- _ACTIVITY_
In your answer, set down the records below exactly as they stand, omitting pictures.

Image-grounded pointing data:
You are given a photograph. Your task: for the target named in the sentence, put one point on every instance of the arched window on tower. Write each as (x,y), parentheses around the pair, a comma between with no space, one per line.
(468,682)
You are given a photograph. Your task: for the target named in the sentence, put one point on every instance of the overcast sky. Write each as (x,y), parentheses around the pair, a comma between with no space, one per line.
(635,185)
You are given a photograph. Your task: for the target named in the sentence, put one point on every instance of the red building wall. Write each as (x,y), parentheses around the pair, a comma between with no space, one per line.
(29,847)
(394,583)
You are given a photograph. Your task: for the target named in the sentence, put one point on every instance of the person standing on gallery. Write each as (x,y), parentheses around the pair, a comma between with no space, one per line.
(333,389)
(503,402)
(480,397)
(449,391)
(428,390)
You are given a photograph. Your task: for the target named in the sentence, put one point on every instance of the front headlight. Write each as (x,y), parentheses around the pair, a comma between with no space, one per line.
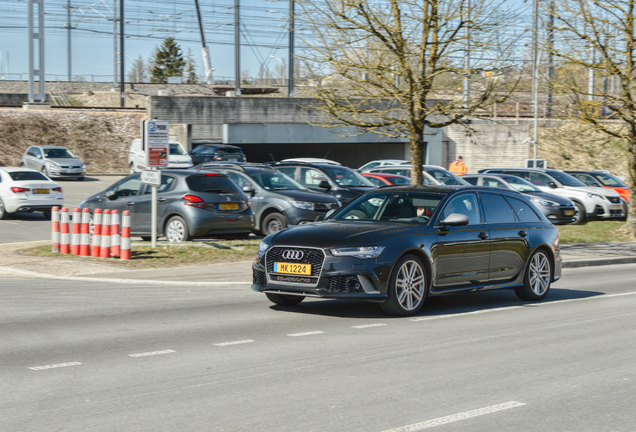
(364,252)
(545,203)
(304,205)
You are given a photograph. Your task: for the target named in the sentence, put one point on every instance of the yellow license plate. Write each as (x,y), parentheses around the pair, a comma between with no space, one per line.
(292,268)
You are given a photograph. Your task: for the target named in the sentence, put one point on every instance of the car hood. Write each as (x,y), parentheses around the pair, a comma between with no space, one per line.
(552,197)
(332,233)
(300,195)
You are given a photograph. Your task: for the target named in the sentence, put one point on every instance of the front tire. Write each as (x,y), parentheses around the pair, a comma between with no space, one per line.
(177,230)
(536,281)
(284,300)
(274,222)
(407,287)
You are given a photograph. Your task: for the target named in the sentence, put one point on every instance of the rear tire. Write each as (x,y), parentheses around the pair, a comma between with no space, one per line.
(284,300)
(536,281)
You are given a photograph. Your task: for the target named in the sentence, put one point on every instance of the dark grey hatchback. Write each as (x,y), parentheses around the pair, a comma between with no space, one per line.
(189,204)
(398,245)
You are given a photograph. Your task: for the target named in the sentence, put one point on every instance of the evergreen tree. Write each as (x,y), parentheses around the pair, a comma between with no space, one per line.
(168,62)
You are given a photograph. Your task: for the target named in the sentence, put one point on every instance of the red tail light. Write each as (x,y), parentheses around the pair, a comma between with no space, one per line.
(194,201)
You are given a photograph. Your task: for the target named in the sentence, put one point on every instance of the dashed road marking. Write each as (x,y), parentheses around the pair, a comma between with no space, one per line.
(369,325)
(456,417)
(305,334)
(151,353)
(55,366)
(235,342)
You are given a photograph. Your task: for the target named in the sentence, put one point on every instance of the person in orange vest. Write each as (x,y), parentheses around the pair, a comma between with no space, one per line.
(458,167)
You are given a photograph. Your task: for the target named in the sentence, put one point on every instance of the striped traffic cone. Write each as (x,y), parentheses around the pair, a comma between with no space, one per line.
(104,248)
(97,233)
(75,238)
(85,235)
(55,229)
(125,235)
(65,247)
(114,234)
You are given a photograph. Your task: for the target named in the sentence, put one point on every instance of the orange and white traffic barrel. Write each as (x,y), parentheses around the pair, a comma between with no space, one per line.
(85,235)
(97,233)
(75,238)
(55,229)
(125,235)
(65,247)
(104,247)
(114,234)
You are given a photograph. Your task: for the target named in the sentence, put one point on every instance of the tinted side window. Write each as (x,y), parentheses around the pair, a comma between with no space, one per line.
(524,211)
(211,183)
(496,208)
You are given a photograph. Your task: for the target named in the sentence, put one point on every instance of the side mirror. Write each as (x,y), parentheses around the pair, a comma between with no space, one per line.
(324,184)
(455,219)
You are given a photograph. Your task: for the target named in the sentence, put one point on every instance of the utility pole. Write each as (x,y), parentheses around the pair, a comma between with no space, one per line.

- _RESULT_
You are given a photograph. Your task: for the target named in the sentence, put one point on every instance of the arched window on tower. Write each as (x,y), parentheses around the pair, a comma between with no space, one per line.
(468,682)
You are given a photograph. Your task: for the target named in the sentence, put one point on every instance of the overcast sky. Write each as (x,y), parentheses around the pair, a comma between with no space, one per line.
(635,185)
You are given a photograph. Your task: for the target named in the sentence, put one point on every instance of the red building wall. Write each as (x,y), parentheses around the pair, a comma between with no space, one per line.
(29,847)
(394,583)
You are given a photograph. Your task: for the target named in the sentence, put one point on every instance of the person standing on gallery. Write each as (x,y), parentheses around the pair, a comma between with no space, one per line.
(333,389)
(503,402)
(480,397)
(449,391)
(428,390)
You are given a photograph. Your task: for the target named in the sentence, put one point on every instance of the front headlight. Write each as (x,y), parentheses around the pair, a comma between with no space, one per line.
(364,252)
(545,203)
(304,205)
You are given a photograph. Your task: for the target named in the sentence, put one point on every instance of the yellow license plate. Write each as (x,y), parentheses around the pair, a comma between with no space, one per line.
(292,268)
You are given a photograph. Your task: for the target named in the sentence, put one point on every instance of the car hood. Write each as (x,y), parentheses around the pair, a comma between with no space, one per line.
(552,197)
(332,233)
(300,195)
You are given a photograph. Your task: for the target named in the sentence, put one point on every instance of the front tire. Write each as (x,y), parentheses around the pair, a comma between with no space, one per line.
(177,230)
(536,281)
(284,300)
(274,222)
(407,287)
You are given a photograph. Your task: for the target named in the sentence, put one point on every instance of the rear tire. Write each as (x,y), parentheses around the pair, a comma between with no space, one per line.
(284,300)
(536,281)
You are given a photograph. Your task: for the target named in the sentence, put one point on every instance of the dark grey hatchback. Write each as (x,y), parentheses around the pair, a comma between with no space, one per line.
(189,204)
(398,245)
You are given a photograph. Your task: for the target named in the sentence, put one point on every instance of the evergreen tree. Write each as (x,y), parentheses around the pair, a comma between with no space, one per line.
(168,62)
You are given a photograph. Your task: for the target named in the sentence, put one point on every instance of the red tail light. Write each as (x,y), parentheses around the pair, a comma between with no space, one per line.
(194,201)
You are given a photograph. Your task: for the target named in the sentence, put one point on every instance of the dashed road marking. Write each as (x,y), parentheses around the pair, a comma between with no space, one per line.
(369,325)
(456,417)
(305,334)
(151,353)
(55,366)
(235,342)
You are given a photograph. Your task: for the target named in the sentence, put one point on every instance of the person in orange vest. Write each as (x,y), parentheses around the pair, a comma between with no space, one per line.
(458,167)
You are given a photograph. Your task: for the target named in the sentence, put one point on every instance of the striped traffic cone. Write each as (x,y), parentheses around the pair, a comma between with no space, one per line.
(104,248)
(97,233)
(75,238)
(85,235)
(55,229)
(125,235)
(65,247)
(114,234)
You are given a photograph. Your task: for the target named in the sentence, put one point on every instance of the orange and white traffic barrel. Write each as (x,y), parentheses around the pair, a comma between with no space, one per line.
(85,235)
(97,233)
(75,238)
(55,229)
(125,235)
(65,247)
(104,247)
(114,234)
You are given a photograph. Your task: for the target named in the sentence, put one point on every instance of the tinted side window. Write each as (x,y), parentheses around the pair, a comma between with no space, one per line.
(524,211)
(211,183)
(496,208)
You are given a photograph. Your task: for the target named in the sentence, put one point on every instance of the side mirror. Write each as (x,y), parentheses around the pair, a comma between with no space, one per line.
(324,184)
(455,219)
You are given a photograph. Your task: for the target named in the sentence, put one point on every instance of the utility pole. Write each as (x,y), parentheses around the pair, a comma between with no space, one per line.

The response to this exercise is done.